(Stored data)
__________
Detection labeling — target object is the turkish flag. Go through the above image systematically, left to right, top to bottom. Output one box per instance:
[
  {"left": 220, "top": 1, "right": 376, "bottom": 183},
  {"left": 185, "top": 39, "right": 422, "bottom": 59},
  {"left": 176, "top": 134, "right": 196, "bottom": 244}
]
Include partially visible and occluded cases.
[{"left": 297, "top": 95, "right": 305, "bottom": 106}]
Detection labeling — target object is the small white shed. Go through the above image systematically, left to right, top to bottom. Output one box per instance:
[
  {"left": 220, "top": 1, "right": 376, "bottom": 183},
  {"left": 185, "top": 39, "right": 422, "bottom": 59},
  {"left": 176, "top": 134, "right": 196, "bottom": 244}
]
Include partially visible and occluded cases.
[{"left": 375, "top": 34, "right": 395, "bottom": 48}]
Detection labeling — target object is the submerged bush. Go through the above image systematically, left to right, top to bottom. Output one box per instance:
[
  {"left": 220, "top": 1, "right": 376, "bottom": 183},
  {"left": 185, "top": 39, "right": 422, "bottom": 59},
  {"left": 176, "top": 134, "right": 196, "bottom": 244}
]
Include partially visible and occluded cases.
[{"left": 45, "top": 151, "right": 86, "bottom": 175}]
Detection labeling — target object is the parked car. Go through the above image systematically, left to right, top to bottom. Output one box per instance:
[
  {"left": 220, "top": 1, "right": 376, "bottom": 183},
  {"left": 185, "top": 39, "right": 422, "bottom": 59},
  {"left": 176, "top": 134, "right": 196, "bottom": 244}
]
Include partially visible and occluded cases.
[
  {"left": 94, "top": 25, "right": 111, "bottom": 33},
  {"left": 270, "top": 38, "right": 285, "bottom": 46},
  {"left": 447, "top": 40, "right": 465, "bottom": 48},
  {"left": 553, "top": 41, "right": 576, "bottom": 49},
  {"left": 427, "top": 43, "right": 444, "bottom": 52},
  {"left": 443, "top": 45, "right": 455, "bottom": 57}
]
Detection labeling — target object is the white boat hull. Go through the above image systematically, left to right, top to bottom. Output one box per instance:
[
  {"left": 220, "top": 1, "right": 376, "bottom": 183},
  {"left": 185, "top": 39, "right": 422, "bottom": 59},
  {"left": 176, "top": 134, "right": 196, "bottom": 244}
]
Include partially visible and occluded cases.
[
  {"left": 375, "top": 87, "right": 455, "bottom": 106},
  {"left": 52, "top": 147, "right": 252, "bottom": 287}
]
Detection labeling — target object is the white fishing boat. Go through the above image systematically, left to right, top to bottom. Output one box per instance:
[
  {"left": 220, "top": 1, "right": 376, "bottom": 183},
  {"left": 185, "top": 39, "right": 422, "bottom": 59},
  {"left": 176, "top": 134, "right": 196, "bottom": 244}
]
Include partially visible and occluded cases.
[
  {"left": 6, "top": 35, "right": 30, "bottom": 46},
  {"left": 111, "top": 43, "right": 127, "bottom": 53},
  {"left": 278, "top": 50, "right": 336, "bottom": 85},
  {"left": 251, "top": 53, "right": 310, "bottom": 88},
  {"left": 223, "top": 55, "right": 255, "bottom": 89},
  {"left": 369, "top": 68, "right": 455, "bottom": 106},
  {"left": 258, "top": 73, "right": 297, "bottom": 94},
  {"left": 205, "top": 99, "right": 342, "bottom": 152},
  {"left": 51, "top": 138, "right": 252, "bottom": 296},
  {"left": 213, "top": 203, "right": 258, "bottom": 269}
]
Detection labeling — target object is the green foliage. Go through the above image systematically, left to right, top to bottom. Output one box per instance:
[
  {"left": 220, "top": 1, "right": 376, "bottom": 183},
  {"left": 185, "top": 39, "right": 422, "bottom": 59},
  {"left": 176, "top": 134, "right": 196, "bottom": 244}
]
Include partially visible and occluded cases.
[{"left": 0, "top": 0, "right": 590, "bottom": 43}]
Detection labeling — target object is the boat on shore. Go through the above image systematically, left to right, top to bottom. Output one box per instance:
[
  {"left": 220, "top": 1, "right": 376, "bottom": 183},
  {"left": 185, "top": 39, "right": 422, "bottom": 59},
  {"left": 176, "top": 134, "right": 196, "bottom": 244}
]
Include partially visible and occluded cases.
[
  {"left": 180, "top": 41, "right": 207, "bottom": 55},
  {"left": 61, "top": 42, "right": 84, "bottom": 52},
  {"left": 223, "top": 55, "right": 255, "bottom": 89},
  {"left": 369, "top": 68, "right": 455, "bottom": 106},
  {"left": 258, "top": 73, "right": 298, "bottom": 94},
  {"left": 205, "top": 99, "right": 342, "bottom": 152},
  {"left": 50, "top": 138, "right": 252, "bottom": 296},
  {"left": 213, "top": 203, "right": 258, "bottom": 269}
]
__________
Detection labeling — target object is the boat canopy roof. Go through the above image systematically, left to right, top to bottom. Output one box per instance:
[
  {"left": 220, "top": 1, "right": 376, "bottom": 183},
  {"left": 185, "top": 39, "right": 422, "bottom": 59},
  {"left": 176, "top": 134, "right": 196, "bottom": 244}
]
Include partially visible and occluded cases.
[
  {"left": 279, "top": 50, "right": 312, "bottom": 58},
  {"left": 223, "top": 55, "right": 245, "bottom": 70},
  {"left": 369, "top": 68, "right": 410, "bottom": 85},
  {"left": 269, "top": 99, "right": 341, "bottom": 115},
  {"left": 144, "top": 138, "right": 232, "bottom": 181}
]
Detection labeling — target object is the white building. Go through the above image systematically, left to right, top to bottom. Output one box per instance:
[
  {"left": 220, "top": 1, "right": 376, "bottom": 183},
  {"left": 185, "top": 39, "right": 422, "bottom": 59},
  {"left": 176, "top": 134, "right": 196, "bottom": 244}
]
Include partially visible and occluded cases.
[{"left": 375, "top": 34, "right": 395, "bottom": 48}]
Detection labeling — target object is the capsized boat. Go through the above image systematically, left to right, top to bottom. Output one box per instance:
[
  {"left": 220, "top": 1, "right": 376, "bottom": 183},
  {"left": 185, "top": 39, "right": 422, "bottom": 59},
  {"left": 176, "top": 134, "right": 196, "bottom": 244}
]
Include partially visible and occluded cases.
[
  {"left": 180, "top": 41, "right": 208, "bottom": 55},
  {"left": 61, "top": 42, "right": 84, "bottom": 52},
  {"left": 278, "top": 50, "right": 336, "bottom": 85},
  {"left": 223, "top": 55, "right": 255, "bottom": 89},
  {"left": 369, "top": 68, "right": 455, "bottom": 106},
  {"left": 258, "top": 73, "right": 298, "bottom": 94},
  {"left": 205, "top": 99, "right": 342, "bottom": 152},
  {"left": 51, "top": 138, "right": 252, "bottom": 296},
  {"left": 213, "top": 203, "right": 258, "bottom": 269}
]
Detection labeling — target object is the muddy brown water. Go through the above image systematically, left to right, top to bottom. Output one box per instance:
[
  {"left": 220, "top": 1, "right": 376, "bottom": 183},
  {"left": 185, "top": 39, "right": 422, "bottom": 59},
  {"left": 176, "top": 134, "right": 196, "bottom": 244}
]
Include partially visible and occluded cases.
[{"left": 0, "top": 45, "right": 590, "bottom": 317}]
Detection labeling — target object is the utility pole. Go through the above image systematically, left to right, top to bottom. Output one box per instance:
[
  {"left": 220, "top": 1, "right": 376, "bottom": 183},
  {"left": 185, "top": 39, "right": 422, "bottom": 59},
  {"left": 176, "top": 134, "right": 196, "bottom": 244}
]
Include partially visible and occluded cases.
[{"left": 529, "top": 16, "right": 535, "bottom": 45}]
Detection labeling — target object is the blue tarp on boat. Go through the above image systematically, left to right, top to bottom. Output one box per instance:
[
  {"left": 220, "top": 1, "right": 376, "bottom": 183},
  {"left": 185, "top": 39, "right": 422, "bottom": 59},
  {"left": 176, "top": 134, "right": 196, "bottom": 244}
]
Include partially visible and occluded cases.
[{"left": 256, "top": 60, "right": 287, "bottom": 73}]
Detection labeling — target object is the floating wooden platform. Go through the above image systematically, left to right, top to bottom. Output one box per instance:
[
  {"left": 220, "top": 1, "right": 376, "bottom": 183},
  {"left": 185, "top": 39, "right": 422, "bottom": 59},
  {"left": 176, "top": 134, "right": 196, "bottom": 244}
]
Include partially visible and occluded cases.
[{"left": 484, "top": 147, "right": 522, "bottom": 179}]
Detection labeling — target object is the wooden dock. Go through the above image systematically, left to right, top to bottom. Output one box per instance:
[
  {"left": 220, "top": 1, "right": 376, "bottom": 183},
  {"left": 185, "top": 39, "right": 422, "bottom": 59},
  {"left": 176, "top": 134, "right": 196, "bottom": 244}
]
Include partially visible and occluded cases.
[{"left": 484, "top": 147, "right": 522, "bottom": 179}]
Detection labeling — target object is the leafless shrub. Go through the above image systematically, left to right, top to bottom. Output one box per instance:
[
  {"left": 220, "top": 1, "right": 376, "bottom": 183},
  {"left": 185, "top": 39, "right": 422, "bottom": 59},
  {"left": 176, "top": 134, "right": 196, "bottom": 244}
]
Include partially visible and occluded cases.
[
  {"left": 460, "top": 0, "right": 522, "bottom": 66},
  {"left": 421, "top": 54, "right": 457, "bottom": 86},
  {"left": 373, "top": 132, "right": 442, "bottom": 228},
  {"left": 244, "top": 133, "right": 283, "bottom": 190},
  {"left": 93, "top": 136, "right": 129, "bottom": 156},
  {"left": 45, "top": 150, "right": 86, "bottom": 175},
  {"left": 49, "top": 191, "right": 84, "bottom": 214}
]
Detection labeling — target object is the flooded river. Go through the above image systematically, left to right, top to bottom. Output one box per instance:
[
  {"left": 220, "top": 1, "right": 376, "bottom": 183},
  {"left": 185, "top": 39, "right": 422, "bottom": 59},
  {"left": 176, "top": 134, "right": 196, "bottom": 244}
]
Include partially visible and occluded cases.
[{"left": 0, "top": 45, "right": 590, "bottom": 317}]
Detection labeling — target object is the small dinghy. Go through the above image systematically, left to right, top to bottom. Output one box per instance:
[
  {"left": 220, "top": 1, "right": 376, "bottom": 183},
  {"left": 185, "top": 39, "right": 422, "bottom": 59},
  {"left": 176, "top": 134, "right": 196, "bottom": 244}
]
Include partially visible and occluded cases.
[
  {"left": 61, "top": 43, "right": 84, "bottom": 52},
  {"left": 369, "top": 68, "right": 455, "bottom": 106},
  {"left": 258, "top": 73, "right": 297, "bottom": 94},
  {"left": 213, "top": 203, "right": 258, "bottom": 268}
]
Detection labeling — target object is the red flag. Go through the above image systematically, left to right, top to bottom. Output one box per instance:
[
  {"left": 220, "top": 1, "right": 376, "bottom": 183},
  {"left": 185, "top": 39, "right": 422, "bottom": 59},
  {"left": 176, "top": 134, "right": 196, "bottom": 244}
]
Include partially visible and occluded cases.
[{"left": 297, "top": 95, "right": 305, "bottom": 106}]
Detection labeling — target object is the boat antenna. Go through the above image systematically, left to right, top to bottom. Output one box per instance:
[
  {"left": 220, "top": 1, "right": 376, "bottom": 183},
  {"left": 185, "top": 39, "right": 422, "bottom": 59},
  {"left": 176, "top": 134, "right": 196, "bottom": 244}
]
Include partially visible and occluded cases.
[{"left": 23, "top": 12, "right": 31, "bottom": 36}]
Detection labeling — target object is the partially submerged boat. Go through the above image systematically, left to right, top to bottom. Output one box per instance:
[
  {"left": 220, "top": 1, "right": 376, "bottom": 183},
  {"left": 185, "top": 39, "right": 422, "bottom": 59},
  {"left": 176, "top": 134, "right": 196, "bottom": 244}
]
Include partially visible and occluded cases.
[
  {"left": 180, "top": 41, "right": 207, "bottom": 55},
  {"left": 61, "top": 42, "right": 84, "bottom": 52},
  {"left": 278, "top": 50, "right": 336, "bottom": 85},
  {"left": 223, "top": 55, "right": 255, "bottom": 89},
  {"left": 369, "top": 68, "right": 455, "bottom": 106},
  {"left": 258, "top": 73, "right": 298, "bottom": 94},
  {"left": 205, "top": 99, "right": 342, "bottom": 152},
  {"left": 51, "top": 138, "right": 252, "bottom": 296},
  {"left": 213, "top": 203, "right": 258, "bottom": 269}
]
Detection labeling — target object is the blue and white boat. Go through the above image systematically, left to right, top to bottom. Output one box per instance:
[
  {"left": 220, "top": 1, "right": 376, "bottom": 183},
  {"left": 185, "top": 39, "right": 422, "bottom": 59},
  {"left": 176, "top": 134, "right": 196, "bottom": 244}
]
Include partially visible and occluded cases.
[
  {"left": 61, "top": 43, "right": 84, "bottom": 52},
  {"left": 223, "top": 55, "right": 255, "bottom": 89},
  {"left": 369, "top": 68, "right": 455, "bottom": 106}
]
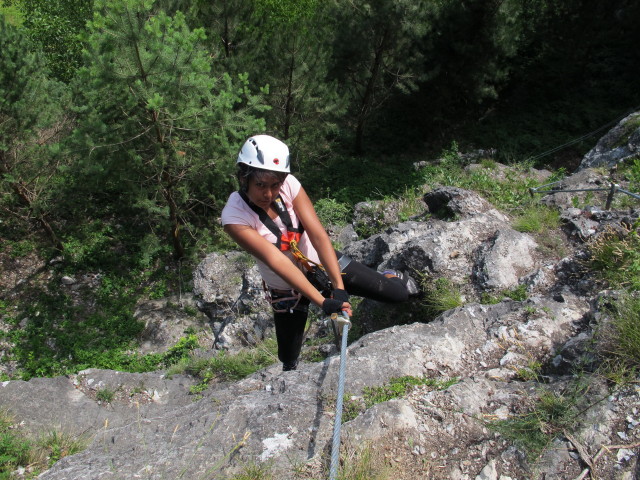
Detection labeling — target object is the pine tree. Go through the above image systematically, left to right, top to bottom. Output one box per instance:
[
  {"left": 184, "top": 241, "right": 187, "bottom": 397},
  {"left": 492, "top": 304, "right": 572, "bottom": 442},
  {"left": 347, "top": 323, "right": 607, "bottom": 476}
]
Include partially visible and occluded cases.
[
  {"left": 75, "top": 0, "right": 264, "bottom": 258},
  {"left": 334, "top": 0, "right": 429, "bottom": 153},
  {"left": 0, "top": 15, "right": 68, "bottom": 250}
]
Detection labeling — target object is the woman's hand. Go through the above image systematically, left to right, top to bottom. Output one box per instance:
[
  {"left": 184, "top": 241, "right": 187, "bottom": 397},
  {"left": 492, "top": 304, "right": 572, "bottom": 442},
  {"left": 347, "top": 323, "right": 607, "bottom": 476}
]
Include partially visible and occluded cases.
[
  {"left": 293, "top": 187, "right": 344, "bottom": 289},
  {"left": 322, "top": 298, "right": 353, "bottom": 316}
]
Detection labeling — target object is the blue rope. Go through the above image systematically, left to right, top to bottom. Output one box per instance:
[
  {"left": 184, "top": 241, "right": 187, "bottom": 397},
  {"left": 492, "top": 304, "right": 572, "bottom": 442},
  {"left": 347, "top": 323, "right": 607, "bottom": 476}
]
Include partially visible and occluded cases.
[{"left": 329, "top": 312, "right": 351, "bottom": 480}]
__________
• YOUR GOAL: Count the lines in the material above that contain the string "submerged", treating uppercase and lowercase as different, and give only the number.

• RESULT: 2